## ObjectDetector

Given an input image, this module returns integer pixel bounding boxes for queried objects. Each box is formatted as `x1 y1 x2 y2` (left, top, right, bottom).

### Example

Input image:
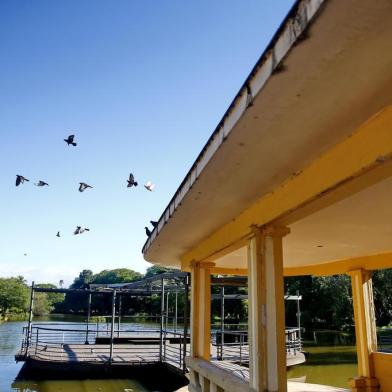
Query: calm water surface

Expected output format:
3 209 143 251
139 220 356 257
0 318 152 392
288 346 358 388
0 317 357 392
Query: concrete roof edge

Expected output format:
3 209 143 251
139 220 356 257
142 0 330 262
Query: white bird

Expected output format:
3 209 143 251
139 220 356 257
15 174 30 186
79 182 92 192
144 181 155 192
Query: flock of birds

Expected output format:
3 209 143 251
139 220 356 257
15 135 158 247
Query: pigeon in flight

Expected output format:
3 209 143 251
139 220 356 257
79 182 92 192
34 180 49 186
64 135 77 147
15 174 30 186
74 226 90 235
144 181 155 192
127 173 137 188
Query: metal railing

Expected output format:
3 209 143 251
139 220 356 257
212 328 302 365
21 323 189 370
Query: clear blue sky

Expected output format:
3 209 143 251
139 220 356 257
0 0 293 284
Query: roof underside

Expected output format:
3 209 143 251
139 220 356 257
143 0 392 267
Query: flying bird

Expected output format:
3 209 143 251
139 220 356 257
15 174 30 186
79 182 92 192
64 135 77 147
127 173 137 188
74 226 90 235
34 180 49 186
144 181 155 192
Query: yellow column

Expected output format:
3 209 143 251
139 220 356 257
191 263 214 360
248 227 289 392
349 269 378 392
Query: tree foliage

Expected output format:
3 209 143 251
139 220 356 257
0 276 30 314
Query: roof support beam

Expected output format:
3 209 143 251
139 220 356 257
181 105 392 269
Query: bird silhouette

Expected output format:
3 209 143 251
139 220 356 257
144 181 155 192
64 135 77 147
79 182 92 192
15 174 30 186
34 180 49 186
127 173 137 188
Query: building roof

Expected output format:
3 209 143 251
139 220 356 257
143 0 392 266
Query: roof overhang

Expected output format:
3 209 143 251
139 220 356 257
143 0 392 266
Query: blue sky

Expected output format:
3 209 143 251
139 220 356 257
0 0 293 284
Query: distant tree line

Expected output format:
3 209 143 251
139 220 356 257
0 266 392 331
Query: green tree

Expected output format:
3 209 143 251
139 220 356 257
70 270 94 289
91 268 143 284
34 283 65 314
144 265 177 278
0 276 30 314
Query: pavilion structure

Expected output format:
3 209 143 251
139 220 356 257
143 0 392 392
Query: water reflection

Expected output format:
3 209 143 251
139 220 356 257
11 380 148 392
287 346 358 388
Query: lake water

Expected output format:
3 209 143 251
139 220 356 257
287 345 358 388
0 317 357 392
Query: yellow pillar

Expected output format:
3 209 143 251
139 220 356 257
349 269 379 392
191 263 214 361
248 227 289 392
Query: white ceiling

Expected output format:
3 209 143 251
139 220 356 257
214 177 392 268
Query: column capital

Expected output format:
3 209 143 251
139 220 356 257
250 225 290 237
190 261 215 269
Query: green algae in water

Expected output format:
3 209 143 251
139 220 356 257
287 346 358 388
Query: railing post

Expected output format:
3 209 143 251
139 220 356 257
25 281 34 356
117 295 122 337
34 328 39 356
182 274 189 373
84 293 91 344
163 291 170 360
109 290 116 364
159 278 165 362
297 290 302 351
220 286 225 360
174 290 178 332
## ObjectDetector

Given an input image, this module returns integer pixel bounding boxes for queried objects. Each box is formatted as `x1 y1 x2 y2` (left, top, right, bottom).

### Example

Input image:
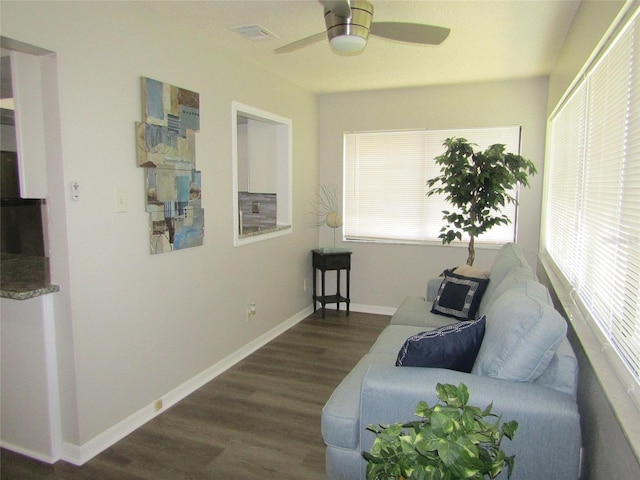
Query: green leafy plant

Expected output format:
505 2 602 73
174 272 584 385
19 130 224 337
427 137 537 265
363 383 518 480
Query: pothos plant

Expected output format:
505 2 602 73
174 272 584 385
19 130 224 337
363 383 518 480
427 137 537 265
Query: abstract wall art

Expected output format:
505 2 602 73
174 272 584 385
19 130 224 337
136 77 204 254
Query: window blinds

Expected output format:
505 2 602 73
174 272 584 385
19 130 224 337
344 126 520 243
545 9 640 381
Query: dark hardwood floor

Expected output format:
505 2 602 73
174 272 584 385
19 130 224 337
0 310 390 480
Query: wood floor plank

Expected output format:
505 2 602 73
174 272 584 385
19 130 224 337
0 310 389 480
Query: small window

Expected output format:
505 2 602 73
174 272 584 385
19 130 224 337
232 102 292 246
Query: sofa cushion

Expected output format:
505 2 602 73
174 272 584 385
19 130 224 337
478 267 536 315
536 339 578 399
369 322 436 361
472 280 567 382
322 353 396 453
396 317 485 373
453 263 489 278
480 243 535 312
431 271 489 320
391 297 458 330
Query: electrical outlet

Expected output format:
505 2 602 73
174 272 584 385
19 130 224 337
247 302 256 320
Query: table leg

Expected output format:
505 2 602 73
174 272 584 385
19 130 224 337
320 270 325 318
347 268 351 317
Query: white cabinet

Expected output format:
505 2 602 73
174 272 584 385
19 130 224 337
10 50 47 198
0 294 62 463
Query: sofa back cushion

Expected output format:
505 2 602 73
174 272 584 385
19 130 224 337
478 266 536 315
480 243 535 315
472 280 567 382
535 339 578 399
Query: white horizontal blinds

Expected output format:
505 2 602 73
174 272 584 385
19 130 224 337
620 16 640 380
578 15 640 375
546 84 587 282
546 9 640 381
344 126 520 242
344 132 427 240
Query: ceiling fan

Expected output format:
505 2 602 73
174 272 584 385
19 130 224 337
274 0 451 55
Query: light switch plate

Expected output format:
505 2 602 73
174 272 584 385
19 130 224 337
116 188 127 213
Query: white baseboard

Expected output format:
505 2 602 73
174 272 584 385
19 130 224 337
60 305 313 465
349 303 398 315
0 441 60 463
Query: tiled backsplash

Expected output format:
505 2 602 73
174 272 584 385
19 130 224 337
238 192 278 233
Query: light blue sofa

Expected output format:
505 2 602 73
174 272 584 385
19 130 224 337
322 244 581 480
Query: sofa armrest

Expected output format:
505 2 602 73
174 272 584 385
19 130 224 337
360 366 581 480
426 277 444 302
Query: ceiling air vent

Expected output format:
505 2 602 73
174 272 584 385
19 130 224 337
231 25 278 40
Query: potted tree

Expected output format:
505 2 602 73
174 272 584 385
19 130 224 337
427 137 537 265
363 383 518 480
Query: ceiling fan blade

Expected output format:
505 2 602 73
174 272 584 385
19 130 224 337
318 0 351 18
273 32 327 53
370 22 451 45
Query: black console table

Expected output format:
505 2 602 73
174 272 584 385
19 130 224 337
312 249 351 318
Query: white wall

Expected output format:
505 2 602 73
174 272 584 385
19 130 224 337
1 1 318 456
319 78 547 311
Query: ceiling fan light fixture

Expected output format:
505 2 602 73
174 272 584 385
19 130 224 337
324 0 373 54
329 30 367 53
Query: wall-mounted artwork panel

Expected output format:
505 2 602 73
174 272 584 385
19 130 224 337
136 78 204 254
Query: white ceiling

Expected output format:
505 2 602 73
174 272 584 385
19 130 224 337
147 0 580 93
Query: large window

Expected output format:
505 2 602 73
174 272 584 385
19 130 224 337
544 6 640 382
344 126 520 244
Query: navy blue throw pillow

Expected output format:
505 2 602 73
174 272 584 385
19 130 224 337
396 315 486 373
431 271 489 320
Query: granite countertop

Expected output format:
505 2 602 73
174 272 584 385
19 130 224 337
0 252 60 300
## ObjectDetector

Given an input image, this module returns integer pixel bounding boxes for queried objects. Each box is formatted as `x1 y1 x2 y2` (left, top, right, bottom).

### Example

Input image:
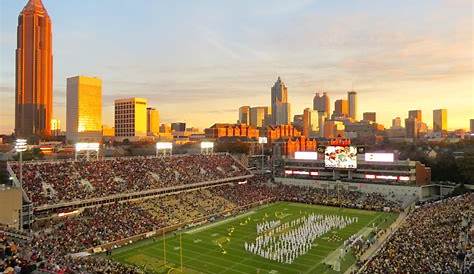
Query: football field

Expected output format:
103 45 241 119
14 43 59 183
112 202 397 274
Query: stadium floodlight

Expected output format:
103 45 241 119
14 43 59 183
295 151 318 160
156 142 173 149
15 139 28 152
156 142 173 156
201 141 214 154
201 142 214 149
75 143 100 152
364 153 394 163
74 143 100 161
258 137 268 172
15 139 28 192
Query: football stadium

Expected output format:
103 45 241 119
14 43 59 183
0 141 474 274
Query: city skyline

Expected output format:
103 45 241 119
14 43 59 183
0 0 474 133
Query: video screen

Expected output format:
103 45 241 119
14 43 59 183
324 146 357 168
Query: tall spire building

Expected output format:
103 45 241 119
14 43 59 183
271 77 291 125
15 0 53 137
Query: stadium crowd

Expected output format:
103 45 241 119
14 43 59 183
364 194 474 273
11 154 249 206
7 155 474 274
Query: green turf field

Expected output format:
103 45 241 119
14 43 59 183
112 202 397 274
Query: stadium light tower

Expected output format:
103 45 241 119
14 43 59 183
201 142 214 154
74 143 100 161
258 137 268 173
15 139 28 188
156 142 173 156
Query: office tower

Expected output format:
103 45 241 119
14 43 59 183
347 91 357 120
324 120 345 139
405 117 428 139
392 117 402 128
433 109 448 132
239 106 250 125
271 77 291 125
115 97 147 139
303 108 318 137
318 111 328 137
334 99 349 117
146 108 160 136
362 112 377 123
293 114 304 132
102 125 115 137
66 76 102 143
249 107 268 127
15 0 53 137
160 124 171 134
313 92 331 115
408 110 422 121
51 119 61 136
171 122 186 132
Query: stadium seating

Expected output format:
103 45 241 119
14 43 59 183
12 154 249 206
364 194 474 273
6 155 474 273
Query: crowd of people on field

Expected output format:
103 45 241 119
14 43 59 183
8 154 474 274
0 175 406 273
11 154 249 206
364 194 474 273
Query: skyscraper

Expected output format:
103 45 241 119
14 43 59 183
171 122 186 132
408 110 422 121
146 108 160 136
405 110 428 138
362 112 377 123
347 91 357 120
334 99 349 117
313 92 331 115
250 107 268 127
392 117 402 128
66 76 102 143
318 111 328 137
114 98 147 139
433 109 448 132
15 0 53 137
271 77 291 125
303 108 318 137
239 106 250 125
293 114 304 132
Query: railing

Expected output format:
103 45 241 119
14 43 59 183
34 174 253 213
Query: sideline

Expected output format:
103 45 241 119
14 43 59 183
184 210 257 234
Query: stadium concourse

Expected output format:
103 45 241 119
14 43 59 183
0 154 474 273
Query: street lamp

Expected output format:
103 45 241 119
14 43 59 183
258 137 268 173
15 139 28 188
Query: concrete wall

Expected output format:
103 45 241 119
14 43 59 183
0 186 22 229
275 177 422 200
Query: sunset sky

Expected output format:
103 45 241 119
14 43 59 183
0 0 474 133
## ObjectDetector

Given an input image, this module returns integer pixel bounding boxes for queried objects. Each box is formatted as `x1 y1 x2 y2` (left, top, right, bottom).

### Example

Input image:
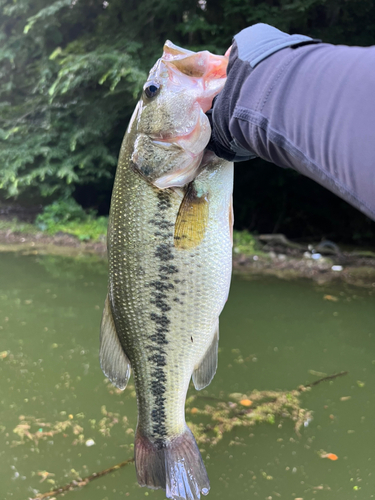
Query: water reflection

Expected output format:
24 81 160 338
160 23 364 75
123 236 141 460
0 254 375 500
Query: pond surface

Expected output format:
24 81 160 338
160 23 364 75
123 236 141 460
0 253 375 500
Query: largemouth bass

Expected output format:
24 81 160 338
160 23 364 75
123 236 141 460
100 42 233 500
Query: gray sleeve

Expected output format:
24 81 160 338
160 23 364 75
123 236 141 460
209 28 375 219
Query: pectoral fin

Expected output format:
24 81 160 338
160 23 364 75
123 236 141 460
193 320 219 391
99 295 131 390
174 182 209 250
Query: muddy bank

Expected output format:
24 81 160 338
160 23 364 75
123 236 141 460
0 230 375 288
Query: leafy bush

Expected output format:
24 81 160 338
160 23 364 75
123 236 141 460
35 198 89 231
35 198 108 241
233 231 263 255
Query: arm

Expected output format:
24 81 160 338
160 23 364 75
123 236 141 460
208 25 375 219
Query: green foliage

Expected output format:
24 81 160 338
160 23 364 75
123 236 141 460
0 0 145 196
35 198 108 241
0 0 375 241
233 230 263 255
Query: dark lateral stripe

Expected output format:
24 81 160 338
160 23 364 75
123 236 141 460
148 191 178 445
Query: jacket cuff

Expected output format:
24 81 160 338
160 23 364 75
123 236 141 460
234 23 321 68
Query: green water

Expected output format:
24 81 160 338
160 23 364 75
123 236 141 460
0 254 375 500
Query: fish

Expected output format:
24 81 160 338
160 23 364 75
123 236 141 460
100 41 233 500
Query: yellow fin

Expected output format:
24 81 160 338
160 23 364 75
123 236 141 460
174 182 209 250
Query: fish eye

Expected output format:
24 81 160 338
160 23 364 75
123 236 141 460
143 82 160 99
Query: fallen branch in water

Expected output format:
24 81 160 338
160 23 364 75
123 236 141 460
29 458 134 500
304 372 348 392
29 371 348 500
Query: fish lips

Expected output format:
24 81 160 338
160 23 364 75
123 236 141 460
131 110 211 189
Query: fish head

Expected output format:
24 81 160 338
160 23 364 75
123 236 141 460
129 41 228 189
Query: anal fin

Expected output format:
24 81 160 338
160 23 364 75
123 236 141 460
99 295 131 390
193 320 219 391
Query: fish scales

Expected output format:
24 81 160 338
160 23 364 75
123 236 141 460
100 42 233 500
108 136 233 439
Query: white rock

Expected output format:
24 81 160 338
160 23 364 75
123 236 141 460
331 266 344 271
311 253 322 260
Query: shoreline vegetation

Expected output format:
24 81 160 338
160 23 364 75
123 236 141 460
0 213 375 288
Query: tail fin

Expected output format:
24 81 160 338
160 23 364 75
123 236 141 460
135 427 210 500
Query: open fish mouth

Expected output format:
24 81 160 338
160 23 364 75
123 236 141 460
152 110 211 189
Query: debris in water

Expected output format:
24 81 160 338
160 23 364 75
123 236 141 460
240 399 253 406
320 452 339 461
323 295 339 302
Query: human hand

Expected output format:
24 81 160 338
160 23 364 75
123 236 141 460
206 24 320 162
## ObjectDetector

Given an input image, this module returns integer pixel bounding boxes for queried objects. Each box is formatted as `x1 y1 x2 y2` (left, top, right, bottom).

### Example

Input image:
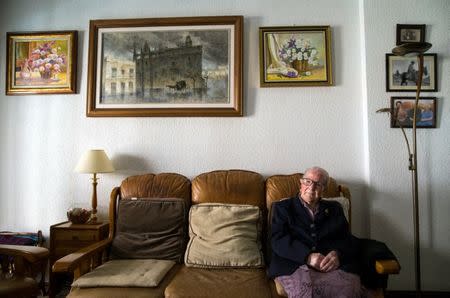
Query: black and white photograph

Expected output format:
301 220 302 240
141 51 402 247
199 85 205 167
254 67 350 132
397 24 425 45
386 54 437 91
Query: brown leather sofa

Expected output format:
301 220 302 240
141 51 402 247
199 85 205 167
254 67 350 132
53 170 400 298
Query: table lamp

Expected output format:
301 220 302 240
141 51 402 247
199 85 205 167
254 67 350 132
75 150 114 223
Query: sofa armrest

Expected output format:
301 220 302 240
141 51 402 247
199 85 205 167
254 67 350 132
375 260 400 274
359 239 400 289
0 244 49 263
52 238 112 279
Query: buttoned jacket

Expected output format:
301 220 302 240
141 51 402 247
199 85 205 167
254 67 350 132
268 197 358 278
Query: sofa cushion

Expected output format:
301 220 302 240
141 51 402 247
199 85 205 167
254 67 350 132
185 203 264 268
322 197 350 221
164 266 270 298
72 259 175 288
111 198 187 262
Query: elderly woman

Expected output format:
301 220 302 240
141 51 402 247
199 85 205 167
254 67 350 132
268 167 361 298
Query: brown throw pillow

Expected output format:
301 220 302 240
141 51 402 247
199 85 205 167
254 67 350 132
111 198 188 262
184 203 264 268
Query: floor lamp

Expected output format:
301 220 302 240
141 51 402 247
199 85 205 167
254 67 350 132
379 42 431 295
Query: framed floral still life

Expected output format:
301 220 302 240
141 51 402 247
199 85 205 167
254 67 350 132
6 31 77 95
87 16 243 117
391 96 437 128
396 24 425 45
259 26 333 87
386 54 437 92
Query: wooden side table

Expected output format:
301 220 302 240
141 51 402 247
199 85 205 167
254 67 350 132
49 221 109 297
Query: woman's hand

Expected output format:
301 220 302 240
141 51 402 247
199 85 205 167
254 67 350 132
319 250 340 272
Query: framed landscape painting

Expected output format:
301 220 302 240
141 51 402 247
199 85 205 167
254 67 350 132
386 54 437 92
87 16 243 117
391 96 437 128
6 31 77 95
259 26 333 87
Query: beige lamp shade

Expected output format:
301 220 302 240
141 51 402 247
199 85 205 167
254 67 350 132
75 150 114 173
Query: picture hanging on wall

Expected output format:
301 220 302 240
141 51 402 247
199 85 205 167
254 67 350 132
87 16 243 117
386 54 437 92
391 96 437 128
6 31 77 95
259 26 333 87
396 24 425 45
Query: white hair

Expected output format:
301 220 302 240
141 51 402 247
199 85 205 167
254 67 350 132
303 167 330 185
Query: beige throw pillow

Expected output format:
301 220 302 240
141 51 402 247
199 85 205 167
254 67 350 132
72 259 175 288
184 203 264 268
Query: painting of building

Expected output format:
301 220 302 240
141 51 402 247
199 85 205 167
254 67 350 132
102 56 136 102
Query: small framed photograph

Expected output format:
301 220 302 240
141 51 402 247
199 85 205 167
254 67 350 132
86 16 244 117
6 31 77 95
391 96 437 128
397 24 425 45
386 54 437 92
259 26 333 87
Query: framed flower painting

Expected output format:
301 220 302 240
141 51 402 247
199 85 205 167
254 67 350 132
6 31 77 95
259 26 333 87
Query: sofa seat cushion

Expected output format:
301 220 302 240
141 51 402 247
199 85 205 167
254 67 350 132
165 266 271 298
111 198 189 262
72 259 175 288
67 264 181 298
184 203 264 268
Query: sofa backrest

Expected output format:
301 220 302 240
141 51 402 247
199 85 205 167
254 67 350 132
192 170 266 212
109 173 191 249
120 173 191 200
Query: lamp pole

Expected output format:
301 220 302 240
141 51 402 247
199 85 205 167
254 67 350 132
410 53 423 297
392 42 431 297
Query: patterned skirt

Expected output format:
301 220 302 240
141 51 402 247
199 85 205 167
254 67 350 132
275 265 365 298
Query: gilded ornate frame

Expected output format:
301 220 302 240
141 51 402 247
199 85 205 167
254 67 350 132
86 16 243 117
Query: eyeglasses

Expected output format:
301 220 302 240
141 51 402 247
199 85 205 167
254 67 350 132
300 178 325 188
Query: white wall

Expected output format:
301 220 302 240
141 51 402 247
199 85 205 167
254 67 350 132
0 0 450 290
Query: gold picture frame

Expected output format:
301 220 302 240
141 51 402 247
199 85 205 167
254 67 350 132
259 26 333 87
6 31 78 95
86 16 244 117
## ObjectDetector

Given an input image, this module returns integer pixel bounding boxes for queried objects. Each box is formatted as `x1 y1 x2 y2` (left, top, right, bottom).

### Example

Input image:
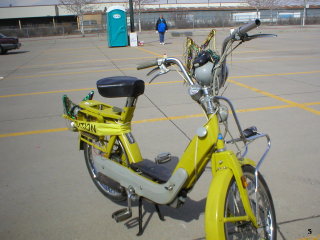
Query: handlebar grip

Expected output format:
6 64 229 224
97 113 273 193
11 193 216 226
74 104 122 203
238 19 261 35
137 59 158 70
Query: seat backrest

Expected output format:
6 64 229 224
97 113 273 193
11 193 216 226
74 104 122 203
97 76 144 98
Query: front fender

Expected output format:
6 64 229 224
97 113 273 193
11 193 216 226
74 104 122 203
205 169 233 240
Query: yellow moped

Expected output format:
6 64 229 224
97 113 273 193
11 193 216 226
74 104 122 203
63 19 277 240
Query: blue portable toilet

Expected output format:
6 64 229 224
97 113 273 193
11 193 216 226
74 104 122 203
106 6 128 47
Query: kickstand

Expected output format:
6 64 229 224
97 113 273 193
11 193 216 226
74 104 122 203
154 203 165 221
137 197 143 236
137 197 165 236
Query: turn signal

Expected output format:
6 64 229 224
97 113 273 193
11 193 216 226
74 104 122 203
241 176 248 188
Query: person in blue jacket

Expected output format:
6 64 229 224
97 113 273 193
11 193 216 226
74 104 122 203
156 15 168 45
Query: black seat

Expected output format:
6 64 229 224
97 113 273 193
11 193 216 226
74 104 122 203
97 76 144 98
130 159 173 183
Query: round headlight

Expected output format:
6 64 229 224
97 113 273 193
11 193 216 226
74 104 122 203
194 62 214 86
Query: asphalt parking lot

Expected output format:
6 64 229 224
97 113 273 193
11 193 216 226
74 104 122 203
0 26 320 240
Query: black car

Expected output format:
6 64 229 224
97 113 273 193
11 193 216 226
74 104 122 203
0 33 21 54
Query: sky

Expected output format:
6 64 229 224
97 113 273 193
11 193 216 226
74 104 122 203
0 0 320 7
0 0 248 7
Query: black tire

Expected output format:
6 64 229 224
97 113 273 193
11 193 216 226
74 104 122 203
224 166 277 240
0 46 8 54
83 140 127 202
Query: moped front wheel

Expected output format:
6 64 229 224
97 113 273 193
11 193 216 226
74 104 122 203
84 139 127 202
221 166 277 240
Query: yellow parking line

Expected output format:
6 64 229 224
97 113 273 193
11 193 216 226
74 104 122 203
10 68 136 79
0 80 183 98
229 79 320 115
20 57 159 69
0 88 94 98
136 47 163 57
0 128 68 138
0 102 320 138
231 70 320 78
297 234 320 240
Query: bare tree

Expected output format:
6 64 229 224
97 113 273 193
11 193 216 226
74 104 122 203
59 0 97 36
247 0 289 17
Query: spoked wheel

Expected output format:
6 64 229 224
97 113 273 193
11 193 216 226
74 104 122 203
84 139 128 202
224 166 277 240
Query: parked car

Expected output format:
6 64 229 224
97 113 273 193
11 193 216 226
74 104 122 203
0 33 21 54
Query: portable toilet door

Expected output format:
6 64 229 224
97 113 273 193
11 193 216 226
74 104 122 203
106 6 128 47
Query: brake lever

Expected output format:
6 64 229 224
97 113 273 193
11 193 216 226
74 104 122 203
242 33 277 41
149 64 171 83
147 66 159 76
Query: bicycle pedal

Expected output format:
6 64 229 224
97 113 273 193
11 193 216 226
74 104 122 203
155 152 171 164
112 208 132 222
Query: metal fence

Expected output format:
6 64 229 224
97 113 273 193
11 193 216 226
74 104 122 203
0 9 320 38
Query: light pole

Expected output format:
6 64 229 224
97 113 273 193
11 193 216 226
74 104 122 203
129 0 134 32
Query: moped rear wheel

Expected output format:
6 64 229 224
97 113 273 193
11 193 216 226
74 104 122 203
84 139 127 202
224 166 277 240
****
Put the lines running from the line containing "Query: city skyline" through the line containing "324 146 357 168", both included, into a numbered list, leaving out blank lines.

Expected answer:
1. Query: city skyline
2. Expected output format:
3. 103 45 241 119
4. 14 43 59 183
5. 0 0 474 133
6. Query: video screen
7. Expected output format:
8. 103 45 241 119
9. 14 43 59 183
10. 324 146 357 168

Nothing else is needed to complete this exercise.